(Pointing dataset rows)
┌────────

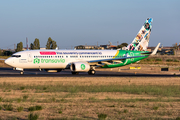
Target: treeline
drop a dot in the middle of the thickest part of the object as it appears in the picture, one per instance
(51, 44)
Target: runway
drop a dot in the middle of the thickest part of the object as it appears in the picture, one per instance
(9, 72)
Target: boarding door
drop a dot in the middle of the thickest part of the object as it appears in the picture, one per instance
(29, 57)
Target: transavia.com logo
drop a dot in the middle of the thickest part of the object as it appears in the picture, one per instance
(83, 66)
(37, 61)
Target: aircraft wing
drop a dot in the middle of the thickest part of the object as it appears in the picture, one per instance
(114, 59)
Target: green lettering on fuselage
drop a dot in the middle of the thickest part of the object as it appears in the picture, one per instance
(126, 53)
(48, 61)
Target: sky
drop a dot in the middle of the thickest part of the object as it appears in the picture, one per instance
(87, 22)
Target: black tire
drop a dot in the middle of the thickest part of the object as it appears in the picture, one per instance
(75, 73)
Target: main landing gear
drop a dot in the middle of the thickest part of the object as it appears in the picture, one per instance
(91, 72)
(75, 73)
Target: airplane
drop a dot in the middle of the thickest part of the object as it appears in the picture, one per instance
(84, 60)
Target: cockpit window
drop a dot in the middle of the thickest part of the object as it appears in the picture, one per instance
(16, 56)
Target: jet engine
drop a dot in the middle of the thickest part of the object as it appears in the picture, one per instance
(80, 67)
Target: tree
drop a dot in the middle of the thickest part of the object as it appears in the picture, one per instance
(19, 47)
(36, 44)
(51, 44)
(32, 46)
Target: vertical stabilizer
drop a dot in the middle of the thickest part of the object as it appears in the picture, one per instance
(141, 41)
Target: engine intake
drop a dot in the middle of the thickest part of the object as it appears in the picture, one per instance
(80, 67)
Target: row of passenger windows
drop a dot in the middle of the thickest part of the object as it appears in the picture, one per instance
(48, 56)
(77, 56)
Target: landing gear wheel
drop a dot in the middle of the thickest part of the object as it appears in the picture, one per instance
(22, 72)
(91, 72)
(75, 73)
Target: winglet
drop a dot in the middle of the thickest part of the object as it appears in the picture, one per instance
(155, 50)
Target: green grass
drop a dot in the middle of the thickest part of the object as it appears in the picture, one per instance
(102, 116)
(34, 108)
(8, 107)
(160, 90)
(32, 116)
(20, 109)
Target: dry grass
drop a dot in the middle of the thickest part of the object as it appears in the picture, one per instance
(77, 104)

└────────

# Your goal
Recast every line of the rows above as a Markdown table with the columns No. and Line, skipping blank lines. Leave the pictures out of the answer.

# The answer
| No. | Line |
|---|---|
| 1 | Target: treeline |
| 2 | drop a dot in the middle of the thickest part of the object as it appears in the picture, one per instance |
| 3 | (51, 44) |
| 4 | Target: runway |
| 5 | drop a dot in the middle of the thickest part of the object as it appears in the picture, one per instance |
| 6 | (9, 72) |
| 7 | Target: boarding door |
| 8 | drop a dot in the middle of the thickest part of the object as it appears in the picture, one per instance |
| 9 | (29, 57) |
| 10 | Target: transavia.com logo |
| 11 | drop a dot in the middle of the thickest part of the object as it appears in the picture, one per instance |
| 12 | (83, 66) |
| 13 | (37, 61) |
| 14 | Target: aircraft wing |
| 15 | drop a dot in the middle of the thickest part of the object as it appears in the picture, one per instance |
| 16 | (114, 59) |
| 17 | Target: green lettering on fuselage |
| 18 | drop a dot in the middle of the thickest part of the object as it appears in the picture, one per instance |
| 19 | (126, 53) |
| 20 | (48, 61) |
| 21 | Target: sky |
| 22 | drop a dot in the middle of the thickest part of the object as it appears in the picture, one per instance |
| 23 | (87, 22) |
| 24 | Target: black tire |
| 25 | drop a dot in the middle of the thickest part of the object as it appears in the picture, one per instance |
| 26 | (75, 73) |
| 27 | Target: main landing gear |
| 28 | drop a dot in the middle of the thickest part of the object as it appears in the picture, one per instance |
| 29 | (91, 72) |
| 30 | (75, 73) |
| 31 | Target: airplane |
| 32 | drop a dot in the middle of the thickest part of the object as it appears in the picture, one per instance |
| 33 | (84, 60) |
| 34 | Target: cockpit window |
| 35 | drop a dot in the middle of the thickest part of the object as it appears in the picture, one per instance |
| 36 | (16, 56) |
| 37 | Target: jet engine |
| 38 | drop a dot in the middle of the thickest part of the object as it appears in the picture, one per instance |
| 39 | (80, 67) |
| 40 | Target: tree |
| 41 | drop a dot in the middle of the thickest part of the object as it appears in the picture, one per instance |
| 42 | (19, 47) |
| 43 | (36, 44) |
| 44 | (51, 44) |
| 45 | (32, 46) |
| 46 | Target: vertical stabilizer |
| 47 | drop a dot in the middle of the thickest part of the object as it appears in the picture, one per instance |
| 48 | (141, 41) |
| 49 | Target: engine intake |
| 50 | drop a dot in the middle of the thickest part of the object as it appears in the picture, one per instance |
| 51 | (80, 67) |
| 52 | Target: row of passenger windows |
| 53 | drop a dot in the middle of the thickest part of the object as it appears in the picture, one per instance |
| 54 | (48, 56) |
| 55 | (77, 56) |
| 56 | Target: landing gear wheel |
| 57 | drop a dot in the middle of the thickest part of the object as it appears in the picture, one per instance |
| 58 | (22, 72) |
| 59 | (91, 72) |
| 60 | (75, 73) |
| 61 | Target: winglet |
| 62 | drop a dot in the middle of the thickest part of the object as it appears in the picture, one per instance |
| 63 | (155, 50) |
| 64 | Target: green grass |
| 65 | drop a dot in the middle of the thickest part of the object as it appears in the picture, one per instance |
| 66 | (102, 116) |
| 67 | (34, 108) |
| 68 | (8, 107) |
| 69 | (160, 90) |
| 70 | (32, 116) |
| 71 | (20, 109) |
| 72 | Target: dry grass |
| 73 | drop a dot in the middle of the thickest part of the object as it appears in the picture, one per instance |
| 74 | (77, 104) |